» INSTRUCTIONS FOR THE TASK
Will you transcribe word for word every line of the material from the line containing "of the interior" down to the line containing "[(338, 157), (396, 182), (400, 181), (580, 177), (140, 124)]", with both of those lines included?

Collected data entries:
BEGIN

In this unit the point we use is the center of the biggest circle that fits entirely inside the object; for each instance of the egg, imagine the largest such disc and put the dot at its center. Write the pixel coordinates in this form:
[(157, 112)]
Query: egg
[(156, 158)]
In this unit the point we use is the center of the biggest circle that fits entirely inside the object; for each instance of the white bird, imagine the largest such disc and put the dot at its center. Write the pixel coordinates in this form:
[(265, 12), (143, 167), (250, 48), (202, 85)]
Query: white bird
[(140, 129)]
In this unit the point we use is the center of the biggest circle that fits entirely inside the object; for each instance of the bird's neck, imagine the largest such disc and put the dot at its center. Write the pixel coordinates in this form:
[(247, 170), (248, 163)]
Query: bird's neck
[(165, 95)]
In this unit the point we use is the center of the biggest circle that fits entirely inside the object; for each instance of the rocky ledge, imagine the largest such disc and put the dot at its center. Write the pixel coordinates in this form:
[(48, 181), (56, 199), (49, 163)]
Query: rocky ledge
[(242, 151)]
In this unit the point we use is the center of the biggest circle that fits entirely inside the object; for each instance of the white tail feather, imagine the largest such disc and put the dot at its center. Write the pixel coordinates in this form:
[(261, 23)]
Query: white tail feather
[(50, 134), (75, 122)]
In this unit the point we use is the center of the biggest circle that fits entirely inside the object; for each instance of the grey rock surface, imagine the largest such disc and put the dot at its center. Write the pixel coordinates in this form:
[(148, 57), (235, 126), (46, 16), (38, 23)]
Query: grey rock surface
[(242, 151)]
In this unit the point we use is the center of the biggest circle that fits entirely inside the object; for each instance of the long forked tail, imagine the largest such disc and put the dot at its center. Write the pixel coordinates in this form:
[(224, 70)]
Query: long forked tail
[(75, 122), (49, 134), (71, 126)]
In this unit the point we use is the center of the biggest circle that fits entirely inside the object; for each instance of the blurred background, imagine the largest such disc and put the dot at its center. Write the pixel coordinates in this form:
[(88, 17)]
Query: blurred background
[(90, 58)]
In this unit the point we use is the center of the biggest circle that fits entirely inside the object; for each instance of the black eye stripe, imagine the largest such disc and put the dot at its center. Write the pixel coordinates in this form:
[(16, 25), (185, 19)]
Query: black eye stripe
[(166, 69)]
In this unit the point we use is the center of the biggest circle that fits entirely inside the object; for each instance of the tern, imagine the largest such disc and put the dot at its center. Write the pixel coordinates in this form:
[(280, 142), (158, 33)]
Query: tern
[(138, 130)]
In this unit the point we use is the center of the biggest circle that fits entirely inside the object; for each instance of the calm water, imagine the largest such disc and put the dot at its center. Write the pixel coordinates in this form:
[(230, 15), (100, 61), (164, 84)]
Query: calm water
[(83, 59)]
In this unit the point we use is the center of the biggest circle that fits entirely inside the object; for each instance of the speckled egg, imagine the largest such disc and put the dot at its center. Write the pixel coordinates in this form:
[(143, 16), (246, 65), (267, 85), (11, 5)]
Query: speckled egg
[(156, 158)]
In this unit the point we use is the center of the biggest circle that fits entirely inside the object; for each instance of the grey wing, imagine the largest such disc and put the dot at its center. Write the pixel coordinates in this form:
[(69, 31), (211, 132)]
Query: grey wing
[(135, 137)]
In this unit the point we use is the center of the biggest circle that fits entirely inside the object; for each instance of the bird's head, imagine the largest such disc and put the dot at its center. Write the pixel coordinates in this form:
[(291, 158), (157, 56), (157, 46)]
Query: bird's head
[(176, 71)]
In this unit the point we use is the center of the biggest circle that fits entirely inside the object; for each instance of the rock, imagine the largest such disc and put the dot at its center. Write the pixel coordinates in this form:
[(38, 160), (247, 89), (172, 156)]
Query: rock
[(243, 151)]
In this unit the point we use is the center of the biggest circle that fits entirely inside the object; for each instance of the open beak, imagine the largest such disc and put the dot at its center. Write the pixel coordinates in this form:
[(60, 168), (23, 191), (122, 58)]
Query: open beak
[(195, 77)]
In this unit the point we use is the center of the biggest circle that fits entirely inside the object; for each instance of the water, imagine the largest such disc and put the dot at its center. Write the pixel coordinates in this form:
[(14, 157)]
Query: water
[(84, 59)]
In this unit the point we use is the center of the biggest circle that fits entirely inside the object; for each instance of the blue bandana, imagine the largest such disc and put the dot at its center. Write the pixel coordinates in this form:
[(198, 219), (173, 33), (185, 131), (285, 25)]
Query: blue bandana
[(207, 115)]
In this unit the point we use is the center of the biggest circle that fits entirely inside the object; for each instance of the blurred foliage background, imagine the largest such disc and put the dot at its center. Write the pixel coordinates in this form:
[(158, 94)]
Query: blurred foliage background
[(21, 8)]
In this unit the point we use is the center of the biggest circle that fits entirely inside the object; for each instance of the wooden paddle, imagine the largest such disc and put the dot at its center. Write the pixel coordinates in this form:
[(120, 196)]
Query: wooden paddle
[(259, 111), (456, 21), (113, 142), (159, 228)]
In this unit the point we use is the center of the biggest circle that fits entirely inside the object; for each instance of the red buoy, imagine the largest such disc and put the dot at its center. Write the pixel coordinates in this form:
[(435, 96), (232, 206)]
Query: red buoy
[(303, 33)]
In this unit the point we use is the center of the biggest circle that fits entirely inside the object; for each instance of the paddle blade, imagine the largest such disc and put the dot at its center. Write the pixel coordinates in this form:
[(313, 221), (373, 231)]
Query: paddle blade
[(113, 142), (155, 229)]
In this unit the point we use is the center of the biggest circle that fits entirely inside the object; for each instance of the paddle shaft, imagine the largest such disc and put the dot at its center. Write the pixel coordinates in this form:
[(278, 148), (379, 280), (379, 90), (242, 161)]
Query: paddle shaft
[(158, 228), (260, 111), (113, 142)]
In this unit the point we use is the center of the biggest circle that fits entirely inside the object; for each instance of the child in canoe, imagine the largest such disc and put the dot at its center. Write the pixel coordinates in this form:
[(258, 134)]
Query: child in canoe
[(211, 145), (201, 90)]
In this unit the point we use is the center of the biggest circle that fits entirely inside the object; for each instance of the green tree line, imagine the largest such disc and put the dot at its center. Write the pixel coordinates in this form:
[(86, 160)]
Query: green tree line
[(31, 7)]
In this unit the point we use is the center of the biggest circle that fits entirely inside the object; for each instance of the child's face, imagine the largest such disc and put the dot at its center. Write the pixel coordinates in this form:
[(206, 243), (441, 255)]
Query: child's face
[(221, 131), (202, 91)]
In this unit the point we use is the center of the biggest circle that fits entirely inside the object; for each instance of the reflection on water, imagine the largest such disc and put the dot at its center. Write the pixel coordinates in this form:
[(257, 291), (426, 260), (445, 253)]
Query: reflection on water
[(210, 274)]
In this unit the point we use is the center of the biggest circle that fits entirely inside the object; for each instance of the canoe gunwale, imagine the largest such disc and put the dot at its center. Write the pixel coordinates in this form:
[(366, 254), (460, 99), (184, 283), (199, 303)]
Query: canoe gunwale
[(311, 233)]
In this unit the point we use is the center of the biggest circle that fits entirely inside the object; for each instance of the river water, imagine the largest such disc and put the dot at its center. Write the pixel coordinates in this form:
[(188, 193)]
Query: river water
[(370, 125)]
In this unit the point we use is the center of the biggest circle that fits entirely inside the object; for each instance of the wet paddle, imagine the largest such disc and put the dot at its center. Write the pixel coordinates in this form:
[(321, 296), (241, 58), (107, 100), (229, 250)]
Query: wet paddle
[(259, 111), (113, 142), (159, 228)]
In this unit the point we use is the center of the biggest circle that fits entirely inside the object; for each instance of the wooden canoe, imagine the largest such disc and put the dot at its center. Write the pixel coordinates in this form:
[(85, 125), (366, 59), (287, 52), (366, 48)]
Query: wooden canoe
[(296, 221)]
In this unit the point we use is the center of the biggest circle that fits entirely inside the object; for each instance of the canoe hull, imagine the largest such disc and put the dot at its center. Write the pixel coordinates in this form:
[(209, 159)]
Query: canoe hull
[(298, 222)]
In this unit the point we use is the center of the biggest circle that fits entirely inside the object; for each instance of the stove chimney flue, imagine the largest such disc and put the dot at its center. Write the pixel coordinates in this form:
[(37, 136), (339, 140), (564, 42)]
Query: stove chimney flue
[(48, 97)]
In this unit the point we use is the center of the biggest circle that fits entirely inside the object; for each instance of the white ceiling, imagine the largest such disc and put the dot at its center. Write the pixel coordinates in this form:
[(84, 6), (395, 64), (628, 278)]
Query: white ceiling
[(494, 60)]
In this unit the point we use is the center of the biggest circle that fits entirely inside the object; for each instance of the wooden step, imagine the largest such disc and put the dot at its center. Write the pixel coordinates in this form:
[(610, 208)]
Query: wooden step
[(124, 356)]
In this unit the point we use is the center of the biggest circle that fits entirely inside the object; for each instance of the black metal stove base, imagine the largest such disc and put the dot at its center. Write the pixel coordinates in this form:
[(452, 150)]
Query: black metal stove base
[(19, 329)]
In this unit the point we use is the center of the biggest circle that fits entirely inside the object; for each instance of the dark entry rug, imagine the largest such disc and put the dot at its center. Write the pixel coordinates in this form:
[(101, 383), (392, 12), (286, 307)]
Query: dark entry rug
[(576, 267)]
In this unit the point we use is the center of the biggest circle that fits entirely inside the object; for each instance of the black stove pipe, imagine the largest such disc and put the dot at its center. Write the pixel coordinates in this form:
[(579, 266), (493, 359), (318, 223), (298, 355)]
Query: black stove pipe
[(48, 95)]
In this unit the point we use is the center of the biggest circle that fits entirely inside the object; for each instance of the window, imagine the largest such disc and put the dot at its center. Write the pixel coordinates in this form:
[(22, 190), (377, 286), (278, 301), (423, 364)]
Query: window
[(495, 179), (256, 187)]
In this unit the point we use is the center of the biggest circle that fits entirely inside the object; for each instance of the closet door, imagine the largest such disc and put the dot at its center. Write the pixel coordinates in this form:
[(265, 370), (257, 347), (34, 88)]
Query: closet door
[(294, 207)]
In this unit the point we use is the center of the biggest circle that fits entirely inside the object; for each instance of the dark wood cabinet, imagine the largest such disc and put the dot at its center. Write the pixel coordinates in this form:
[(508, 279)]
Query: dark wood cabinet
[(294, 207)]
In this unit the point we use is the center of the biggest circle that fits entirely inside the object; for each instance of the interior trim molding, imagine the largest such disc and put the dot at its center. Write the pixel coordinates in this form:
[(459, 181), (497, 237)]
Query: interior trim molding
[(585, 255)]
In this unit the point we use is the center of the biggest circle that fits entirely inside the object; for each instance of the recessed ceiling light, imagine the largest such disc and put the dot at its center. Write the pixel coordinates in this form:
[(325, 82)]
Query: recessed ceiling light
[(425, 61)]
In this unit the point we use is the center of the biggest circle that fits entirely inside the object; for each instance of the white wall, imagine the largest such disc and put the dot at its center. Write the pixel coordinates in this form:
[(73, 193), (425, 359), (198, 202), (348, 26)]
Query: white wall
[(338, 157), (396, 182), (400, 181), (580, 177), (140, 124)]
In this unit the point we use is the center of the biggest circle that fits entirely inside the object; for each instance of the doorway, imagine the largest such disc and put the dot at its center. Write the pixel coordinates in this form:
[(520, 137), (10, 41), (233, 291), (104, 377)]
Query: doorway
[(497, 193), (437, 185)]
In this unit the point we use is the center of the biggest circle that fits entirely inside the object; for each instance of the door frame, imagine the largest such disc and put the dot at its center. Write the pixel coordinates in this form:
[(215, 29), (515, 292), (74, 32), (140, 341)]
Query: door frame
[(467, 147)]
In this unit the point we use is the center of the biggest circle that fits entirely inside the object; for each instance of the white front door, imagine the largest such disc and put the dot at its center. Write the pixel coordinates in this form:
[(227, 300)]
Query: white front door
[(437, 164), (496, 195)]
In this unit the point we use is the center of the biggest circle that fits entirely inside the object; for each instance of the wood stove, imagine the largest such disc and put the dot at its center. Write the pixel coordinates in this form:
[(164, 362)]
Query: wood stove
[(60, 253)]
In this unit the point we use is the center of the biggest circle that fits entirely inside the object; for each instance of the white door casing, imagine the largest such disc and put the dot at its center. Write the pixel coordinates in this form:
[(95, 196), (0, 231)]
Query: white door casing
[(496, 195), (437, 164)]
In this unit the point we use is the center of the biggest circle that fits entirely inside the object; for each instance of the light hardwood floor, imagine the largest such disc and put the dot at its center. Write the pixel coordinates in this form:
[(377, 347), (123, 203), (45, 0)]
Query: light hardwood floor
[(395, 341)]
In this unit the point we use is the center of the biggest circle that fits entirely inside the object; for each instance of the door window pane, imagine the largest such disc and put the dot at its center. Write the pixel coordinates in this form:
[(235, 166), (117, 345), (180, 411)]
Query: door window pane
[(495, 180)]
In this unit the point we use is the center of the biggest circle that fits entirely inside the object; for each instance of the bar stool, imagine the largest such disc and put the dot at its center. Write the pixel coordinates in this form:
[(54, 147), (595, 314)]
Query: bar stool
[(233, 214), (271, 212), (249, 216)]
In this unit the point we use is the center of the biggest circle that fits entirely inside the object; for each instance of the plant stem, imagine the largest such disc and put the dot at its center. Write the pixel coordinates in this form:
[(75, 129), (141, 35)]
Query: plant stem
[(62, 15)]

END

» RESULT OF THE EXERCISE
In this unit the point we use is the center of the biggest circle that fits entirely inside the object; for each instance of the interior trim molding, imagine the largest such disc and put the dot at its center. Write the pixel coordinates in this form:
[(459, 181), (497, 237)]
Query: interior trim molding
[(585, 255)]
In this unit the point we use is the center of the biggest circle that fits entirely inside the object; for each instance of the recessed ceiling light, imagine the largest such disc and put the dot at its center. Write the pixel coordinates in this form:
[(325, 82)]
Query: recessed ceiling light
[(425, 61)]
In this unit the point we use is the center of the biggest circle that fits entirely inside the object; for each instance of the white wall, imagine the largest such disc and put the dot at its center. Write the pixel coordinates in this form:
[(73, 193), (425, 359), (198, 202), (348, 26)]
Query: white wall
[(338, 157), (396, 182), (400, 181), (580, 177), (140, 124)]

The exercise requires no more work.